*WRITTEN INSTRUCTION 1*: State how many lines of the entries contain the word "pane". Give only the number.

Katie Hickman


Katie Hickman is an English novelist, historian and travel writer. She was born in Wellington, New Zealand to the diplomat and author John Kyrle Hickman and Jennifer Olive Hickman. She is the author of nine books, including two best-selling history books, which between them have sold more than a quarter of a million copies worldwide. Her travel book A Trip to the Light Fantastic was one of The Independent's Books of the Year and was short-listed for the Thomas Cook Travel Book Award. Her fiction works have earned a nomination for the Sunday Times Young British Writer of the Year Award and her trilogy of historical novels The Aviary Gate, The Pindar Diamond and The House at Bishopsgate have been translated into 20 languages. She is featured in the Oxford University Press guide to women travellers, Wayward Women.

*ROWS*:

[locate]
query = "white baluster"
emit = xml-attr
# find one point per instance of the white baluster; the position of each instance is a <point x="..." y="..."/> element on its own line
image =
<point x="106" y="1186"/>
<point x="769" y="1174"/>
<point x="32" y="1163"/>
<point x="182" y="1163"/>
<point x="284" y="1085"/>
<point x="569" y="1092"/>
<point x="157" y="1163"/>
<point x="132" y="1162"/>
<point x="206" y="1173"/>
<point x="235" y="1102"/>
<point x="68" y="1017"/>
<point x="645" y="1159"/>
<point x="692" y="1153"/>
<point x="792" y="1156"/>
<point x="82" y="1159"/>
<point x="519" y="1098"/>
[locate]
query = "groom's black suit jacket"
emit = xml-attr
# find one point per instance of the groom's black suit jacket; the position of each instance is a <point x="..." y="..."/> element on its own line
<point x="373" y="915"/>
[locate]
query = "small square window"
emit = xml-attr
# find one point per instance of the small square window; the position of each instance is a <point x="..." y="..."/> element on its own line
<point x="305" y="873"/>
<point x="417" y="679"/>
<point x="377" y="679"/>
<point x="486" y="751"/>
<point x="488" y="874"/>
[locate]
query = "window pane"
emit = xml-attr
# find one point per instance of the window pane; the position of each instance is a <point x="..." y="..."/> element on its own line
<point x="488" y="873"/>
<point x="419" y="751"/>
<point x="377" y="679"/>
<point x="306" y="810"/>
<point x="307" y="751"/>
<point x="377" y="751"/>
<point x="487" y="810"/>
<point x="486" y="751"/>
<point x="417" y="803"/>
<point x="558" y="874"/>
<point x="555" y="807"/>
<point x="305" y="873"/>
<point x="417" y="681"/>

*WRITTEN INSTRUCTION 2*: According to the biography, what do two of her history books have in common with each other? Answer in one to three sentences.

*RESPONSE 1*: 2

*RESPONSE 2*: Both are best-selling history books. Between them, they have sold more than a quarter of a million copies worldwide.